§ **INFORMATION SUPPLIED**:
──────────

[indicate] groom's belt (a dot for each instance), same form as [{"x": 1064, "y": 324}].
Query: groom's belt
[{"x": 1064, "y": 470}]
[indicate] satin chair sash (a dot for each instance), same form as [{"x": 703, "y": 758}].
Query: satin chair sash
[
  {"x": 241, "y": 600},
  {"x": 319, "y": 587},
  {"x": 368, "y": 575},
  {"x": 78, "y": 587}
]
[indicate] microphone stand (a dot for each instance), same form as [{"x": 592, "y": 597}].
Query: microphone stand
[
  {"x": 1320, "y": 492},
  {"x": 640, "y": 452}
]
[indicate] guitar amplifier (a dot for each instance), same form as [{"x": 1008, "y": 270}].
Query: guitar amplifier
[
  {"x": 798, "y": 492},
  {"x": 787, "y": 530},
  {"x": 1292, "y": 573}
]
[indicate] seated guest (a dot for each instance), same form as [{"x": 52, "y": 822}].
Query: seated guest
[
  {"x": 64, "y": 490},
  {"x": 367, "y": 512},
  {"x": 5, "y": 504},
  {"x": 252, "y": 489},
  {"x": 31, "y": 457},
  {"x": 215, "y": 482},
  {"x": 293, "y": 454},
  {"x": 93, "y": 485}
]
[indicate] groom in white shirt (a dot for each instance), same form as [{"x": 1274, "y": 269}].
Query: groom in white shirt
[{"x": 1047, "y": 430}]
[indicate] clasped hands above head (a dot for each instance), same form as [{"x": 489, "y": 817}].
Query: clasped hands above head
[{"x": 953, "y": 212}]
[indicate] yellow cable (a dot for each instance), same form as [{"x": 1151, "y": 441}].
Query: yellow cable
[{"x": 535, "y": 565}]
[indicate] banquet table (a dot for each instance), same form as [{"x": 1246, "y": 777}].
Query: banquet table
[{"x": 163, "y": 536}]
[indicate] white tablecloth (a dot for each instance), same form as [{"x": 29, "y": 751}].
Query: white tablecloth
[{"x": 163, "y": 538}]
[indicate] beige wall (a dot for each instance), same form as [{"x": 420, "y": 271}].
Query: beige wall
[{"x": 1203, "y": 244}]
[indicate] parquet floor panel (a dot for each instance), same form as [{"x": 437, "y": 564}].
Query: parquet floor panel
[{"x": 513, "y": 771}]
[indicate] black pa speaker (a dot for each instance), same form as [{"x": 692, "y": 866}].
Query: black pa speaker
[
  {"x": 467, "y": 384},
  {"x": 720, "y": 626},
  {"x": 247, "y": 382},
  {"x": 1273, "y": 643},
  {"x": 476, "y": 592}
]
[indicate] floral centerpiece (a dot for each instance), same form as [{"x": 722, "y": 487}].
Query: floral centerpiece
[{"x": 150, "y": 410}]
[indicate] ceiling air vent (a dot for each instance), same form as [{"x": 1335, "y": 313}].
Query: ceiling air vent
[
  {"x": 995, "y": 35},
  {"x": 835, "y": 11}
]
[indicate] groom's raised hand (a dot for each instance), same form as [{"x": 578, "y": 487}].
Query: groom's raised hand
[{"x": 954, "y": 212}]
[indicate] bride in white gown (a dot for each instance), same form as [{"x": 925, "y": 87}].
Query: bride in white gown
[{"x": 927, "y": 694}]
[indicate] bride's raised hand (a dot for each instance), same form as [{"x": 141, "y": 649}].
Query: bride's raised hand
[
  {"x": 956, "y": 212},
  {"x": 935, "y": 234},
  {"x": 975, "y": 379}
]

──────────

Give the listing above again, word for word.

[indicate] groom's belt (a dot for each instance), same form as [{"x": 1064, "y": 324}].
Query: groom's belt
[{"x": 1064, "y": 470}]
[indicate] satin chair sash (a dot for each instance), same form as [{"x": 703, "y": 758}].
Query: satin chair sash
[
  {"x": 241, "y": 600},
  {"x": 319, "y": 587},
  {"x": 368, "y": 575},
  {"x": 78, "y": 587}
]
[indicate] microphone stand (a dot for each instance), same form as [{"x": 592, "y": 597}].
Query: microphone stand
[
  {"x": 1320, "y": 492},
  {"x": 640, "y": 452}
]
[indicate] guitar amplifier (a dot for each instance), same form as [{"x": 1008, "y": 270}].
Query: guitar amplifier
[
  {"x": 798, "y": 492},
  {"x": 787, "y": 530},
  {"x": 1292, "y": 573}
]
[indicate] seated guest (a dot for each instance), same form as [{"x": 52, "y": 822}].
Query: seated guest
[
  {"x": 64, "y": 490},
  {"x": 367, "y": 512},
  {"x": 5, "y": 504},
  {"x": 252, "y": 489},
  {"x": 31, "y": 457},
  {"x": 215, "y": 482},
  {"x": 293, "y": 454},
  {"x": 93, "y": 485}
]
[indicate] groom in white shirt (a dot for each instance), same form as [{"x": 1274, "y": 269}].
Query: groom in white shirt
[{"x": 1047, "y": 430}]
[indicate] clasped hands above head (a dot for each instance), same form as [{"x": 489, "y": 817}].
Query: clasped hands above head
[{"x": 953, "y": 212}]
[indicate] yellow cable (a dot for each instance), same form as [{"x": 1151, "y": 441}].
Query: yellow cable
[{"x": 535, "y": 565}]
[indicate] banquet table (a dot for each instance), same form as [{"x": 1246, "y": 777}].
Query: banquet table
[{"x": 163, "y": 536}]
[indicate] white tablecloth (a dot for each instance), same form as [{"x": 29, "y": 751}].
Query: white tablecloth
[{"x": 163, "y": 538}]
[indicate] beige wall (a dot for each instance), same form as [{"x": 420, "y": 271}].
Query: beige wall
[{"x": 1203, "y": 244}]
[indicate] parquet floor panel (a dot for each instance), same form as [{"x": 437, "y": 564}].
Query: parquet floor panel
[{"x": 513, "y": 771}]
[indicate] black pa speaker (a dot for each instance), same form as [{"x": 692, "y": 866}].
Query: black pa speaker
[
  {"x": 467, "y": 384},
  {"x": 720, "y": 626},
  {"x": 247, "y": 382},
  {"x": 1273, "y": 643},
  {"x": 476, "y": 592}
]
[indicate] floral centerpiece (a dot for each instance), same form as [{"x": 722, "y": 487}].
Query: floral centerpiece
[{"x": 150, "y": 410}]
[indicate] ceiling air vent (a dot for each instance), same form as [{"x": 1335, "y": 313}].
Query: ceiling air vent
[
  {"x": 995, "y": 35},
  {"x": 835, "y": 11}
]
[indicate] groom's raised hand (a dot for each instance), same form as [{"x": 578, "y": 487}].
Query: groom's raised hand
[{"x": 954, "y": 212}]
[indicate] bride in white gown (a dot for each instance), same form as [{"x": 925, "y": 87}].
Query: bride in white gown
[{"x": 927, "y": 694}]
[indicate] bride's raised hand (a dot for each instance), same form as [{"x": 141, "y": 649}].
Query: bride's raised hand
[
  {"x": 956, "y": 212},
  {"x": 935, "y": 234},
  {"x": 975, "y": 379}
]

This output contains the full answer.